◆ **Problems to work on**
1 > Copy the section of the optical black hole text starting at "## Abstract" and ending at "and releasing light.".
2 > In the optical black hole text, what is the proposed controllable optical black hole made of?

◆ **Document section**
## Abstract

Halting and storing light by infinitely decelerating its speed, in the absence of any form of external control, is extremely difficult to imagine. Here we present a theoretical prediction of a controllable optical black hole composed of a planar left-handed material slab. We reveal a criterion that the effective round-trip propagation length in one zigzag path is zero, which brings light to a complete standstill. Both theory and ab initio simulation demonstrate that this optical black hole has flexible controllability for the speed of light. Surprisingly, the ab initio simulations reveal that our scheme has flexible controllability for swallowing, holding, and releasing light.

©2010 Optical Society of America

For a long time, scientists have imagined the creation of artificial black holes in laboratory, like the astronomical black holes anticipated to lurk in distant space. Leonhardt and Piwnieki foretold theoretically an optical analogue of the astronomical black hole, the so-called optical black hole [1, 2]. The key to swallowing light in optical black hole requires that light can be dragged or that the speed of light can be significantly slowed down. Due to its exotic properties and its promising applications, such as in all-optical buffers and variable optical delays, slow light is now attracting great attention [3–15]. Exploiting strong dispersion is a general method for slowing the speed of light. For instance, slow light and even completely halted light have been demonstrated in ultracold gases [7, 8], hot gases [9, 16], and in very cold solids [17], based on the electromagnetically induced transparency. Besides these physical systems, slow light and even completely halted light have also been explored in a great number of schemes, such as coherent population oscillation [10, 18], stimulated Raman scattering [19], stimulated Brillouin scattering [20], surface plasmon polariton [21], spatial nonlocal nonlinearity [22–24], temporal nonlocal Kerr nonlinearity [25], soliton [6], and photonic crystal [11–13].

As is well known, all existing natural matter exhibits single-right-handed character. Therefore, the propagation behavior of electromagnetic (EM) waves is governed by the permittivity alone, because the magnetic component has almost no interaction with the atoms of conventional materials. In contrast, the two-handed property of left-handed (LH) material [26] allows both electric and magnetic field components to interact with the “atoms” of LH material, enabling entirely new EM properties [26, 27] and amazing applications [28, 29]. In addition, LH material can also be involved in the slow-light realm [30–33]. Tsakmakidis *et al*. predicted an “optical clepsydra” [30]. A consummate optical black hole should also have flexible controllability for swallowing, holding, and releasing light, in the absence of any additional control. In the present work, we predict this kind of controllable optical black hole by the use of a planar LH material slab.

◆ **Dataset excerpts**

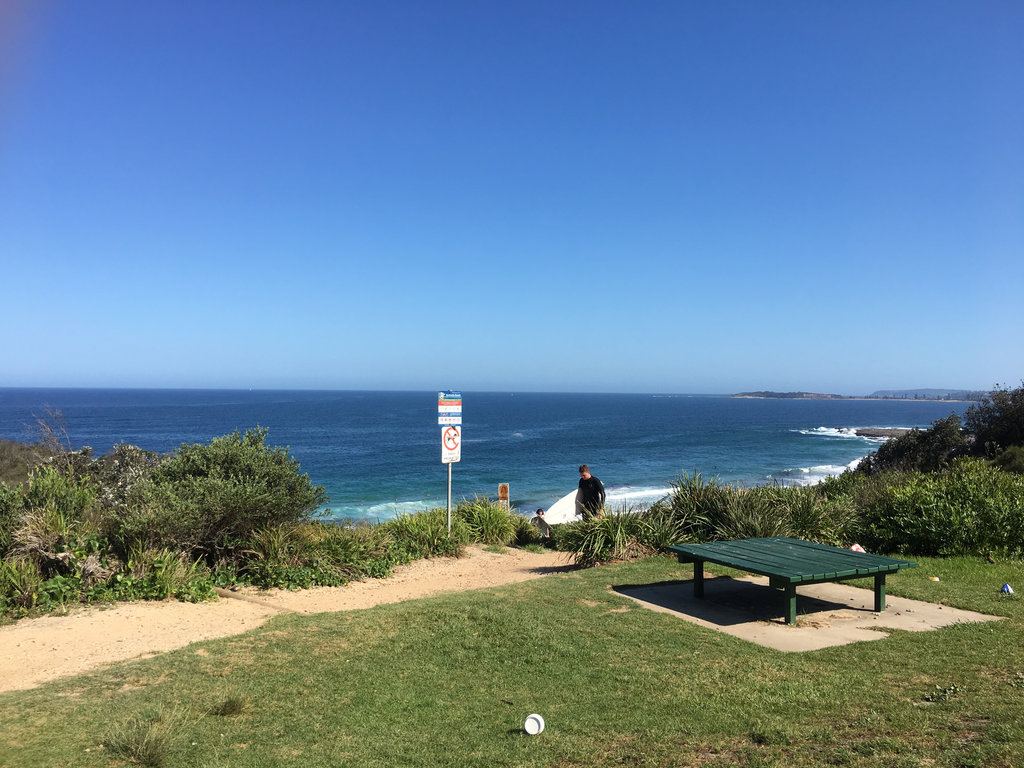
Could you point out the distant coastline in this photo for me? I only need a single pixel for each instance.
(922, 395)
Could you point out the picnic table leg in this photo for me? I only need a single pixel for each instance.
(790, 594)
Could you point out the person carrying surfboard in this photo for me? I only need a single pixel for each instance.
(590, 497)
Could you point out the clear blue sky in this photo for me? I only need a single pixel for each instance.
(592, 196)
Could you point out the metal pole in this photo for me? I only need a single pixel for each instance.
(450, 497)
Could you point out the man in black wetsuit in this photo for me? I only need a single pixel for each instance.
(590, 497)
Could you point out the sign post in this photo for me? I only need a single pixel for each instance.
(450, 419)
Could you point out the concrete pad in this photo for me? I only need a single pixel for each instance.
(833, 613)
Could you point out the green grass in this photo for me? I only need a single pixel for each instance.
(449, 680)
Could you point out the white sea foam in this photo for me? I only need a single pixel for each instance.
(386, 511)
(842, 432)
(627, 495)
(814, 475)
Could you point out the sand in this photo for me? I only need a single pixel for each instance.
(38, 650)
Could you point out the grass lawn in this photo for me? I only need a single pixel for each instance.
(449, 680)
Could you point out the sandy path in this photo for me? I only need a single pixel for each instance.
(37, 650)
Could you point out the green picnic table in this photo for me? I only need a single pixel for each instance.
(791, 562)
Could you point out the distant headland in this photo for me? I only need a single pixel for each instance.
(881, 394)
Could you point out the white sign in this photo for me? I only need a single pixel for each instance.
(451, 443)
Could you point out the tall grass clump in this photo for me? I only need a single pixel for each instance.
(486, 521)
(617, 535)
(426, 535)
(147, 740)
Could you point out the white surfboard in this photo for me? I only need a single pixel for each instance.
(563, 510)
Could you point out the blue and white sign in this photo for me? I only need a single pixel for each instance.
(450, 409)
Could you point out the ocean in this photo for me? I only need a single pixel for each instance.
(379, 454)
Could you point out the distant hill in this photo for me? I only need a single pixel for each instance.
(881, 394)
(929, 394)
(793, 395)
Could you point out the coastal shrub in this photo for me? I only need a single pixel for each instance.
(970, 509)
(11, 507)
(486, 521)
(16, 462)
(996, 422)
(357, 550)
(920, 450)
(426, 535)
(1011, 460)
(19, 582)
(160, 574)
(206, 499)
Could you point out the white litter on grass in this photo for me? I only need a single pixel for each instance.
(534, 724)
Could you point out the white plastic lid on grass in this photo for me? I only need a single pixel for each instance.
(534, 724)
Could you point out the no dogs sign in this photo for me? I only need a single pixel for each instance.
(451, 444)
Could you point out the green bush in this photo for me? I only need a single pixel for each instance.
(996, 422)
(970, 509)
(210, 499)
(1011, 460)
(920, 450)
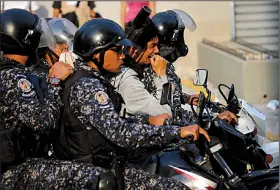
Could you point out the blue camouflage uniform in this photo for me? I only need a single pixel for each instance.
(20, 104)
(94, 108)
(56, 174)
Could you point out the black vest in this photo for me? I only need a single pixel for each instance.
(15, 147)
(74, 142)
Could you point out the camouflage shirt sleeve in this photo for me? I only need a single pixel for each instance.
(93, 107)
(22, 106)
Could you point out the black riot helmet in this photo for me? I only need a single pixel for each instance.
(97, 36)
(171, 25)
(141, 29)
(21, 32)
(63, 30)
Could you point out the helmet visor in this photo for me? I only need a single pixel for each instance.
(63, 30)
(185, 20)
(47, 38)
(125, 42)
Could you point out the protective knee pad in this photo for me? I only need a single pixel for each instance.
(107, 181)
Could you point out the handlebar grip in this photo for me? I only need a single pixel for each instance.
(190, 138)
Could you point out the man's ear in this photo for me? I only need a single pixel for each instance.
(96, 56)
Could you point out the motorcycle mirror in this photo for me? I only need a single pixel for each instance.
(200, 106)
(231, 94)
(200, 78)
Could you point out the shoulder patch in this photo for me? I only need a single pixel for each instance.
(101, 97)
(123, 69)
(24, 85)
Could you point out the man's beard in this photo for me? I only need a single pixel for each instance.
(172, 53)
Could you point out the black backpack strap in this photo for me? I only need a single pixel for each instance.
(78, 4)
(59, 137)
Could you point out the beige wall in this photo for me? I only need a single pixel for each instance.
(213, 21)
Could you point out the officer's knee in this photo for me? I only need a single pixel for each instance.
(107, 181)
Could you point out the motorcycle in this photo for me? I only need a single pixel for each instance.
(231, 160)
(251, 121)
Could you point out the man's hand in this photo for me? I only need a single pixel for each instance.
(92, 13)
(60, 70)
(194, 130)
(188, 99)
(230, 117)
(159, 119)
(159, 65)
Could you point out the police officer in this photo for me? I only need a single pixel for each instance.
(64, 32)
(171, 26)
(28, 106)
(143, 53)
(92, 130)
(24, 112)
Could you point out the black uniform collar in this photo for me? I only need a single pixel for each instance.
(84, 65)
(6, 60)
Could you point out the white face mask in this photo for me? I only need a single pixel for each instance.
(67, 58)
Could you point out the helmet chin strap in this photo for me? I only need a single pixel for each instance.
(100, 65)
(50, 53)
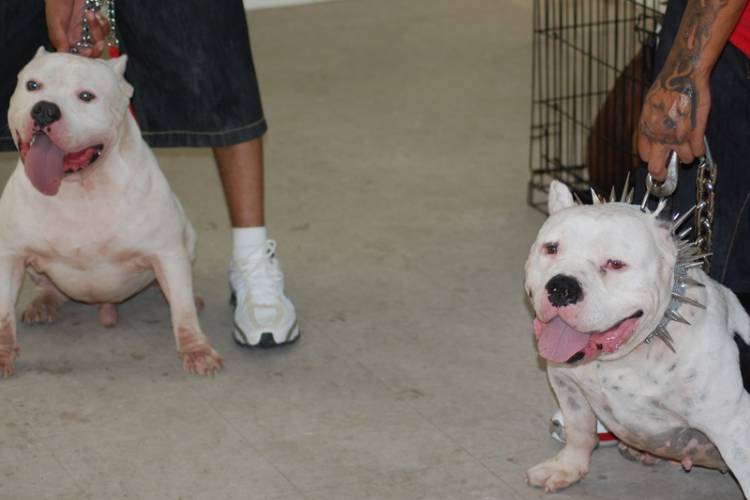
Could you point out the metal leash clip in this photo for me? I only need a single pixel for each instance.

◆ **Final results**
1 >
## Abstract

Halting and storing light by infinitely decelerating its speed, in the absence of any form of external control, is extremely difficult to imagine. Here we present a theoretical prediction of a controllable optical black hole composed of a planar left-handed material slab. We reveal a criterion that the effective round-trip propagation length in one zigzag path is zero, which brings light to a complete standstill. Both theory and ab initio simulation demonstrate that this optical black hole has flexible controllability for the speed of light. Surprisingly, the ab initio simulations reveal that our scheme has flexible controllability for swallowing, holding, and releasing light.

2 > A planar left-handed material slab.